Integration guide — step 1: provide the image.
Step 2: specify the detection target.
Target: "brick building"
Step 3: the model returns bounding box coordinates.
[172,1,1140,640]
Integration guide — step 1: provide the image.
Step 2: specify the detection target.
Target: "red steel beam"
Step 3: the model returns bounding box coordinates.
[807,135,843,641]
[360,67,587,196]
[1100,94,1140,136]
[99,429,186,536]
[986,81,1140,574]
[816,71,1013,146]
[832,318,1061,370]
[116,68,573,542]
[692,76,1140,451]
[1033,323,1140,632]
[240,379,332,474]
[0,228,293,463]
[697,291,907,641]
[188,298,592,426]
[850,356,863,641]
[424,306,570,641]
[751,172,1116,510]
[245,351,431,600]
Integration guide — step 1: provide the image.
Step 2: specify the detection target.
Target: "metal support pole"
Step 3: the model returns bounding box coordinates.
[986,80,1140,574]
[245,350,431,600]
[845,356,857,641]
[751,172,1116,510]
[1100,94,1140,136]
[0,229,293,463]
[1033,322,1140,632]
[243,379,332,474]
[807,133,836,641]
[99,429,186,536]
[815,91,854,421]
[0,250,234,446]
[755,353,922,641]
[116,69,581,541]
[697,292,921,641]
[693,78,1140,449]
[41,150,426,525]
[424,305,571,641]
****
■ **Aim**: Rewrite all the records above, switching every "detection target" to "search target" and leaving the rest untouched.

■ **Solved problem**:
Integration guide — step 1: provide the image.
Step 2: specify the search target.
Target: "brick building"
Step 3: the model returns bounding box coordinates.
[172,1,1140,640]
Integration guide — step 1: provide the image.
Step 2: specify the search target.
Target: "red steel beam"
Step 3: the model returns bounding box coordinates.
[807,135,843,641]
[360,67,587,196]
[1100,94,1140,136]
[99,429,186,536]
[986,81,1140,574]
[816,71,1013,146]
[832,318,1061,370]
[116,68,573,542]
[692,76,1140,451]
[1033,323,1140,632]
[240,379,332,474]
[0,228,293,463]
[697,291,907,641]
[188,298,592,426]
[850,356,863,641]
[424,306,570,641]
[751,172,1116,510]
[245,351,431,600]
Integration guide — step 1: provide the image.
Step 2: specify the search target.
Target: "metal support pole"
Step 3: the model returns bounding box coordinates.
[986,80,1140,574]
[245,350,431,600]
[845,356,857,641]
[751,172,1116,510]
[1100,94,1140,136]
[0,229,293,463]
[1033,322,1140,632]
[243,379,332,474]
[807,133,836,641]
[99,429,186,536]
[815,91,854,421]
[0,250,234,446]
[755,353,922,641]
[116,69,581,541]
[697,292,921,641]
[693,78,1140,449]
[41,150,426,525]
[424,305,571,641]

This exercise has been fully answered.